TASK DETAILS:
Copy out, exactly as written, only the line containing "Target: suit sleeve cuff" and the lines after it through the end of the records.

PROVIDED INFORMATION:
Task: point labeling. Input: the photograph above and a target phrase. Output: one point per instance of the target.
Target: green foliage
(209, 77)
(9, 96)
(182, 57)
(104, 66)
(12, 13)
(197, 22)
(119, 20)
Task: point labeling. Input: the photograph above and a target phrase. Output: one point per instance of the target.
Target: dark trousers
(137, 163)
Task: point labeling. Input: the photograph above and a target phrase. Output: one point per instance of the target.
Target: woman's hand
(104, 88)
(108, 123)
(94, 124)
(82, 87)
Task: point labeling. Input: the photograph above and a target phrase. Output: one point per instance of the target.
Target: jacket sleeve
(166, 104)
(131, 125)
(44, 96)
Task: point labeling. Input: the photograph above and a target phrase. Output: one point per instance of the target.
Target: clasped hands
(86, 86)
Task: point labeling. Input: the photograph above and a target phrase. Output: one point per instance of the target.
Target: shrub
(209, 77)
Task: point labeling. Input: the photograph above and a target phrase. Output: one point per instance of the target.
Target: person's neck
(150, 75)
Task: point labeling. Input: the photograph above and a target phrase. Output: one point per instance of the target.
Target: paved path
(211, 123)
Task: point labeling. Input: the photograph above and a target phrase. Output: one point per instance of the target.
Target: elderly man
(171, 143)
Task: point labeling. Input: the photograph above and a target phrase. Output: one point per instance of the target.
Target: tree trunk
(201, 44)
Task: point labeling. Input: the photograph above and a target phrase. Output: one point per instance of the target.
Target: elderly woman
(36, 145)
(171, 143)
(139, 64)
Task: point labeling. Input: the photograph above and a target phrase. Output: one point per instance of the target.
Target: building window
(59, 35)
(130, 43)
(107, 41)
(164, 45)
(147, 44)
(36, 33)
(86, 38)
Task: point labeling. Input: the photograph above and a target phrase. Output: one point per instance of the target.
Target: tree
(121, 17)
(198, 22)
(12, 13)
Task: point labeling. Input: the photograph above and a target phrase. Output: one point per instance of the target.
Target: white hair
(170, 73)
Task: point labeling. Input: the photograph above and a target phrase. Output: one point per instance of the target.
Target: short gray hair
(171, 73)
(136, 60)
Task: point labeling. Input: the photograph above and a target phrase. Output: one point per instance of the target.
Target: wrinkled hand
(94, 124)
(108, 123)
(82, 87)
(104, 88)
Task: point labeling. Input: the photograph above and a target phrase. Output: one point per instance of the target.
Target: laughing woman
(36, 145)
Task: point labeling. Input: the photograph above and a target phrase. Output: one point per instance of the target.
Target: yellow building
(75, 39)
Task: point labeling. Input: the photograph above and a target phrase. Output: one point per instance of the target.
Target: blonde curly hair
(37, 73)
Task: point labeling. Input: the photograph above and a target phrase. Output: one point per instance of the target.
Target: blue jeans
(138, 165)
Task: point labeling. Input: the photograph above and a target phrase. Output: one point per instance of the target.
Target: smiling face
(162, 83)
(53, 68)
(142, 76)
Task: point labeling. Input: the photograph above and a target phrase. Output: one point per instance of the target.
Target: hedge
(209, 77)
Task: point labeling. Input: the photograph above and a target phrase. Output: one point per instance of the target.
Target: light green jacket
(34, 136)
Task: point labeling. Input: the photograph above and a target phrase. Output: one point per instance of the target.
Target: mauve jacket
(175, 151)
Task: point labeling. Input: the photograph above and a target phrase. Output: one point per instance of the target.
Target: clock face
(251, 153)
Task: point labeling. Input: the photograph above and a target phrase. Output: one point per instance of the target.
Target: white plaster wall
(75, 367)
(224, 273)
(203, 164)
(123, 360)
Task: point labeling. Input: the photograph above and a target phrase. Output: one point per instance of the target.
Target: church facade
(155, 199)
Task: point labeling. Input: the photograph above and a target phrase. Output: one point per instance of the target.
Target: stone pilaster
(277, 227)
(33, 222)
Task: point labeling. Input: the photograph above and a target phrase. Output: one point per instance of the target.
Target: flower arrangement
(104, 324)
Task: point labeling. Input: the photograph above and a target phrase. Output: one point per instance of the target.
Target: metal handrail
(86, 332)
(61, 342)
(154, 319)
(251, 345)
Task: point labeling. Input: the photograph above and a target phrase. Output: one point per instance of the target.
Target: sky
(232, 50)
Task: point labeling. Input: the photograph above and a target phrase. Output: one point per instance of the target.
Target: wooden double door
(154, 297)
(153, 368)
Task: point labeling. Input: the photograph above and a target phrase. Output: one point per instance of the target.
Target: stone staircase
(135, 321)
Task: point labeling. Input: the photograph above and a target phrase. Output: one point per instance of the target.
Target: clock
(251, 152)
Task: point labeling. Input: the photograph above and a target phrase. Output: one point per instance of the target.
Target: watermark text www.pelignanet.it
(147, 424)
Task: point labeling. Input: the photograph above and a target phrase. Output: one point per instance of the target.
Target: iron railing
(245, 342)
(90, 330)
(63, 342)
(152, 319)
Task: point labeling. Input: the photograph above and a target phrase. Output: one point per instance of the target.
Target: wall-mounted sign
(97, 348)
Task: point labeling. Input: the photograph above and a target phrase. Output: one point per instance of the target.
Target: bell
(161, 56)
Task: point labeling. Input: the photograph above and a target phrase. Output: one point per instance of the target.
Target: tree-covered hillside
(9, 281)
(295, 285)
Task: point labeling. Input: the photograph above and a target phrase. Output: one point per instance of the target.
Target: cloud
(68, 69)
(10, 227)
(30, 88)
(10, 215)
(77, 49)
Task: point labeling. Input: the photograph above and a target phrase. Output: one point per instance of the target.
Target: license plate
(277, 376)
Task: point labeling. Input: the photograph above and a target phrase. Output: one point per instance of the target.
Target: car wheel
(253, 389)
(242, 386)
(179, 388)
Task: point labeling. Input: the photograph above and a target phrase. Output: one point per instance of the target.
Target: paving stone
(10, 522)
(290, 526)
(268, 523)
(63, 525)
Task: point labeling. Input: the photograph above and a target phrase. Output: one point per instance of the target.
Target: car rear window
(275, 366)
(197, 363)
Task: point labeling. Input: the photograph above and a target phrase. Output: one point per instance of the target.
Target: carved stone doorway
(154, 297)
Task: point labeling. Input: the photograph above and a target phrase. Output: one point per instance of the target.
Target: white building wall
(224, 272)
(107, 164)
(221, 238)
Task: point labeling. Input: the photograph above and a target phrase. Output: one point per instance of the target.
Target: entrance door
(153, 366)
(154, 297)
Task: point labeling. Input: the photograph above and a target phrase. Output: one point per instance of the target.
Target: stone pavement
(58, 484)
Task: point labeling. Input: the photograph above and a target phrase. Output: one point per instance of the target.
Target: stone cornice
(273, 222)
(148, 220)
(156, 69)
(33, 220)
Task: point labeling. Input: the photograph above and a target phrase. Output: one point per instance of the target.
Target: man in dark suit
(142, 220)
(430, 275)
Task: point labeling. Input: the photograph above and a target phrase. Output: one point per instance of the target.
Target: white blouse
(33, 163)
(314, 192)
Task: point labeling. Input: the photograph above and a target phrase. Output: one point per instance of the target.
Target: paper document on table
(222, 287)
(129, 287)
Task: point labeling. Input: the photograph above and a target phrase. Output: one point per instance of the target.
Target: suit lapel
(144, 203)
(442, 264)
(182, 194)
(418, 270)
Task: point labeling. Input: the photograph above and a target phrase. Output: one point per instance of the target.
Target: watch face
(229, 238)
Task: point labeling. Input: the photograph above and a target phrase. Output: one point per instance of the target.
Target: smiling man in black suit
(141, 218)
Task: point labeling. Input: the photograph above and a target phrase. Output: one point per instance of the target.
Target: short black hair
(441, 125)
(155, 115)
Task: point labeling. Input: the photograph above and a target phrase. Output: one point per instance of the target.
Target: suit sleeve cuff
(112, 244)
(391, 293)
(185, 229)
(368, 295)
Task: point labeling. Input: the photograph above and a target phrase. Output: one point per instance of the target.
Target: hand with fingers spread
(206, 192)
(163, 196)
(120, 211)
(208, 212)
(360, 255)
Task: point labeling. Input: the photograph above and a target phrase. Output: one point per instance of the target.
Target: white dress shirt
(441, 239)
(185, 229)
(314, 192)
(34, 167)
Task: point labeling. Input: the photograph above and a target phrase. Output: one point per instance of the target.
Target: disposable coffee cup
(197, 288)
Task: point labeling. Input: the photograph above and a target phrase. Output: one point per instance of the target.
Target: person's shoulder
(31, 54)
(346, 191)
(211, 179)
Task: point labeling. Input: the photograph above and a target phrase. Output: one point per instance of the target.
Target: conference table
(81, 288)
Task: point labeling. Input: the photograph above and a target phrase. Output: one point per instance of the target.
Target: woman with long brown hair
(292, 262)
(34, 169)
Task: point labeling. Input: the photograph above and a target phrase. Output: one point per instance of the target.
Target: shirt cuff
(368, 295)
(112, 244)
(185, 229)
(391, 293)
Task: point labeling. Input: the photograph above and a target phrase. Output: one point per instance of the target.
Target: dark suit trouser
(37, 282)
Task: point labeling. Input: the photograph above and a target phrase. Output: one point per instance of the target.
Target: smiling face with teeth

EXERCISE SOLUTION:
Target: suit sleeve cuff
(112, 244)
(391, 293)
(185, 229)
(368, 295)
Task: point labeling. Input: the photograph above and a target phrase. Output: one point per instance of the target.
Target: hand with fingers spread
(206, 192)
(163, 196)
(120, 211)
(208, 212)
(360, 255)
Task: point labeling. Input: the photograph above and a target phrase. Output: one point per instance of the target.
Target: white dress shirt
(441, 239)
(185, 229)
(314, 192)
(34, 167)
Task: point labeling. Input: the photograph above and a target phrase. Output: one point per instance of the target.
Target: disposable coffee cup
(197, 288)
Task: point labeling. Input: the photograph above and a target phrase. Output: one point per instance of the target.
Target: person's shoulder
(31, 54)
(346, 191)
(211, 179)
Task: point labeling. Input: the photograph above and a target phrase. Output: one point per instance of the target.
Target: conference table
(81, 288)
Task: point labeling. Input: the photograph above and a target phrase. Output: one point per instance of the target.
Target: woman with long brown hair
(292, 262)
(34, 169)
Task: point labeling. Input: the photograph above and a target phrase. Output: one point per instance of the target.
Target: shirt cuff
(368, 295)
(112, 244)
(185, 229)
(391, 293)
Task: point labeling. Input: the photograph above and a target phrase. Output: one point per instance of the target.
Target: dark suit trouser
(37, 282)
Task: point labeling. Input: the photograph above and a target phrase. Output: one point per instance of the target.
Target: smiling face with teeth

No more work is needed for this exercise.